§ Your assignment
Look through the listing below and write out exactly the lines from the line with "e.g. [[362, 226]]" to the line with "e.g. [[242, 112]]", both included, and no others.

*** Task input Section Begins ***

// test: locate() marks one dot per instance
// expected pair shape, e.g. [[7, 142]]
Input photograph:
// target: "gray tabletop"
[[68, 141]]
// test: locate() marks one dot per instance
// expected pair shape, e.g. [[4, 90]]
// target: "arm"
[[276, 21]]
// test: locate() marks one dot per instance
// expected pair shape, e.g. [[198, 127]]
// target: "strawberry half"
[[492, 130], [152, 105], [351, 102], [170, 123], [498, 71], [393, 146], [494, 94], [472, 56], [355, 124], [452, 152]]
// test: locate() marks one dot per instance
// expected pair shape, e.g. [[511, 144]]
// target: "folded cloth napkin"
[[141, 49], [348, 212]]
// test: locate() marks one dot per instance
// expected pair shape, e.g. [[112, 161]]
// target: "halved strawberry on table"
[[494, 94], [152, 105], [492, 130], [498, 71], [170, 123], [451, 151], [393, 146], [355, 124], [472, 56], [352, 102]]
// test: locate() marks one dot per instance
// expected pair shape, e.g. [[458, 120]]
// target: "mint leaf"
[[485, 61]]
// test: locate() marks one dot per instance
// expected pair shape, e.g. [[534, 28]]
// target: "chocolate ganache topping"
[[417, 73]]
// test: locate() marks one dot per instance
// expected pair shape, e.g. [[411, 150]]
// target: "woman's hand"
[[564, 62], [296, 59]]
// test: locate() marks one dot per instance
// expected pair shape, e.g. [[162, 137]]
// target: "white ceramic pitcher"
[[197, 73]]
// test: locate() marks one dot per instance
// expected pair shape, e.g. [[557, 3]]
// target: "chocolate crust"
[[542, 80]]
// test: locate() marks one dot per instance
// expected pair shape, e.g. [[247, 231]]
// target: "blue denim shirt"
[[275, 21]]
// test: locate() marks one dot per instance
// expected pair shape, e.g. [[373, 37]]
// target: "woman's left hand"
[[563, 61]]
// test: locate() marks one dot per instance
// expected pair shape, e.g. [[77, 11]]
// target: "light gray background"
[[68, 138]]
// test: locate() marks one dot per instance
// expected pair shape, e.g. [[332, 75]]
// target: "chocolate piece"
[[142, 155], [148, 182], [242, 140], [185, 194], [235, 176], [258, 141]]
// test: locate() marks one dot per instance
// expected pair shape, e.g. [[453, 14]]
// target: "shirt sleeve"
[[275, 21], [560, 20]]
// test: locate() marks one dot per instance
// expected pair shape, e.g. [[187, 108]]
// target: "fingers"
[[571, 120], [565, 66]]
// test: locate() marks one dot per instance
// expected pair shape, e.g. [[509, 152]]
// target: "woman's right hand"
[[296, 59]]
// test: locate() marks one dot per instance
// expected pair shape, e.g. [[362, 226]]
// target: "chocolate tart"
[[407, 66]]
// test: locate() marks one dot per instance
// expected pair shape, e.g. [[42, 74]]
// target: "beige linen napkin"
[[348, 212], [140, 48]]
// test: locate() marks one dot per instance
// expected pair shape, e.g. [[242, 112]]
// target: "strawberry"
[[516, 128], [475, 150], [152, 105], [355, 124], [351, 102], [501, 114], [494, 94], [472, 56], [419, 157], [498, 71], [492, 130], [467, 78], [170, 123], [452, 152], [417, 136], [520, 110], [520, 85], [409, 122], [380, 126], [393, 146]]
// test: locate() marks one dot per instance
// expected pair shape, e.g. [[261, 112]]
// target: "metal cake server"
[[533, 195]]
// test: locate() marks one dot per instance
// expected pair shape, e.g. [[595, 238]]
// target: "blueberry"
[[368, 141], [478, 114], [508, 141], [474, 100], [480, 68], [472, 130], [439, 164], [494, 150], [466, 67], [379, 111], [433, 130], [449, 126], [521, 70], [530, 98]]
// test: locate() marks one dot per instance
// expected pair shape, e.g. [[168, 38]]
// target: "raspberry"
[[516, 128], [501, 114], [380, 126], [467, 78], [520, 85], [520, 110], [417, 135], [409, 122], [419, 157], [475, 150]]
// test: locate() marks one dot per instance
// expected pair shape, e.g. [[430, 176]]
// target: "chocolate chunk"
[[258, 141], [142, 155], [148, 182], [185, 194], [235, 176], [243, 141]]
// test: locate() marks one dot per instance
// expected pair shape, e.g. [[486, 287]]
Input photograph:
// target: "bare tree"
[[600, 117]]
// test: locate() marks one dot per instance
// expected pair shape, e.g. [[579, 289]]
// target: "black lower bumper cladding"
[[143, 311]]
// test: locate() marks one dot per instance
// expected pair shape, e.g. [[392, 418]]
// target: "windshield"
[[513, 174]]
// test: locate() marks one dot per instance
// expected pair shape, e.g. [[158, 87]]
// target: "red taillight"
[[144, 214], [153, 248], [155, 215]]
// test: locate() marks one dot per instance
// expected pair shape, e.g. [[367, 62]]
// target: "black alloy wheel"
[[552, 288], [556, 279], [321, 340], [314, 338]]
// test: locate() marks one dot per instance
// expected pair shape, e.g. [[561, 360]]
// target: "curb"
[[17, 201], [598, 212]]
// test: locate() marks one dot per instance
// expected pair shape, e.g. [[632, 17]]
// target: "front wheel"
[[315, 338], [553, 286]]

*** Task input Section Ends ***

§ Written response
// expected pair shape, e.g. [[362, 226]]
// target: "chocolate tart"
[[407, 66]]
// test: locate() marks one dot per instance
// expected pair shape, e.g. [[42, 74]]
// target: "beige linen napkin"
[[348, 212], [140, 48]]
// test: locate() marks one dot per instance
// expected pair shape, e.g. [[242, 112]]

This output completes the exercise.